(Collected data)
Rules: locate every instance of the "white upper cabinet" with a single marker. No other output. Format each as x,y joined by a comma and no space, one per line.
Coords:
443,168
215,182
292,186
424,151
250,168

AIM = Write the lines in the items above as a JSON list of strings, one string per line, with blank lines left out.

EXPECTED ANSWER =
[
  "Rules: locate every instance of the \"white upper cabinet\" with a single marker. No other output. Format each as x,y joined by a comma and no space, one per line.",
  "Coords:",
  "443,168",
  "215,182",
  "292,186",
  "424,151",
  "250,168"
]